(PROBLEM TO SOLVE) In the article below about a pharmacy summer research award, please say whose lab Jenny Cheung spent the summer in.

(EXTRACT TO READ)
Jenny Cheung, a fourth-year U of T student, received the Leslie Dan Faculty of Pharmacy 2020 Undergraduate Summer Research Program Poster Award earlier this summer.
“The summer research program allowed me to learn more about what’s going on in my field, and provided me an opportunity to meet and connect with like-minded individuals,” said Cheung, a student in U of T Medicine’s Joint Pharmacology and Biomedical Toxicology Specialist program.
Origins of Pharmacy’s Undergraduate Summer Research Program (USRP) date back more than 40 years ago and today it’s led by the Research Office. It provides undergraduate students within LDFP and across Canada a unique opportunity to participate in research related to the molecular basis of drug targets and diseases, drug development and disease diagnostics, drug safety, health services research, or clinical pharmacy research.
This year the program operated safely through a remote-access format, with some students getting laboratory experience under the Faculty’s Research Restart and Recovery plan. Cheung was one of 11 USRP participants and she spent the summer conducting pain research in Professor Robert Bonin’s lab. Her project, “Inflammation-induced peripheral hyperalgesia perturbs neuronal function in the superficial dorsal horn of the spinal cord,” explored how the spinal cord responds to chronic pain.
“My project findings demonstrate a change in neural activity in a specific region of the spinal cord, which opens the door to further studies to better understand what is occurring and how we may be able to reverse these effects to treat chronic pain,” said Cheung.
This annual poster day was an important opportunity for students to present their research to peers and faculty members. Typically the award is supported by the Canadian Society for Pharmaceutical Sciences (CSPS) and the winner is invited to present their poster at the annual CSPS Symposium. While there’s uncertainty about the spring CSPS Symposium, Cheung will have an opportunity to present at the Faculty’s upcoming Graduate Research in Progress (GRIP) Symposium.
For Cheung, participating in the USRP in spite of the COVID-19 pandemic was a no-brainer.
“I was able to go into the lab, albeit for less time than what I would have preferred, but the experience of being a part of this program was still fulfilling. Virtual lab meetings were a nice way to connect with colleagues and my graduate mentor was a big help in my introduction and adjustment to the new lab environment,” said Cheung.
“To those considering pharmaceutical research as a potential graduate degree path, look for as many opportunities as possible in the field, and talk to upper-year students and professors to learn about research directions – there’s a lot more in pharmaceutical research than you would think!”

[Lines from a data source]
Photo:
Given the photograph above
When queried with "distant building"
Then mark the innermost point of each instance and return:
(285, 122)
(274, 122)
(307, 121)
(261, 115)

(SOLVED EXERCISE) Professor Robert Bonin's lab